DIRECTIONS:
Copy, from the data below, every line that has "Format" in it.
--- START ---
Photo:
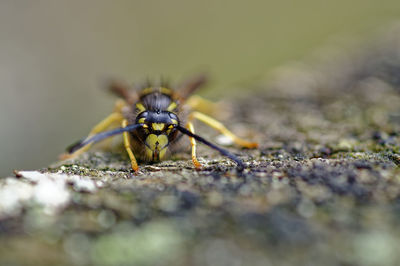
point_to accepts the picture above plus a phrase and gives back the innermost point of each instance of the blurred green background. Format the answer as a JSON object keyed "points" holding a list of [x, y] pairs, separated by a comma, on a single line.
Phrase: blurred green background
{"points": [[55, 55]]}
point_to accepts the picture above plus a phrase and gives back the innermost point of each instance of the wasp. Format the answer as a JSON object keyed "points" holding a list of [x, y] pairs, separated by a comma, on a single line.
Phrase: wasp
{"points": [[154, 119]]}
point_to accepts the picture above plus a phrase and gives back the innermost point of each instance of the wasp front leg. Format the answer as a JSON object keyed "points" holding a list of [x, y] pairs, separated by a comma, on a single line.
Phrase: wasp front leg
{"points": [[193, 144], [127, 145], [222, 129]]}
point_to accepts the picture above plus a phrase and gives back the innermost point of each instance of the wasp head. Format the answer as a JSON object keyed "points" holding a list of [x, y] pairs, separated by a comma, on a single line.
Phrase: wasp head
{"points": [[158, 130]]}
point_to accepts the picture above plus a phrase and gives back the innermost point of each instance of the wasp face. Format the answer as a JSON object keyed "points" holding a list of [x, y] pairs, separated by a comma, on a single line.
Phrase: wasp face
{"points": [[157, 131]]}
--- END ---
TASK RESPONSE:
point_to accepts the picture above plus a phrase and gives back the innermost point of each instance of the blurred green background. Format the answer as a JSON object keyed "points" holding a list of [x, y] pairs, separated by a comma, on a single line.
point_to accepts the picture above plus a phrase and gives back the innermost point of each instance of the wasp. Format the answer as a JSON object keyed "points" holding a list of [x, y] pairs, separated by a comma, on a single line.
point_to accepts the picture above plus a phrase and gives back the innermost point of each instance of the wasp front leg. Format the answer as a JSON object keyed "points" holding a list of [x, y] pairs, separated by a comma, on a single line.
point_to accepts the picture above plus a phrase and gives back the innermost point of each instance of the wasp head. Format the answer as a JSON object keyed "points" holding a list of [x, y] pairs, separated by a comma, on a single line.
point_to accepts the picture above plus a phrase and gives back the innermost point of each instance of the wasp face. Format the answer as a JSON object keyed "points" holding a list of [x, y] pairs, separated by a comma, on a single line.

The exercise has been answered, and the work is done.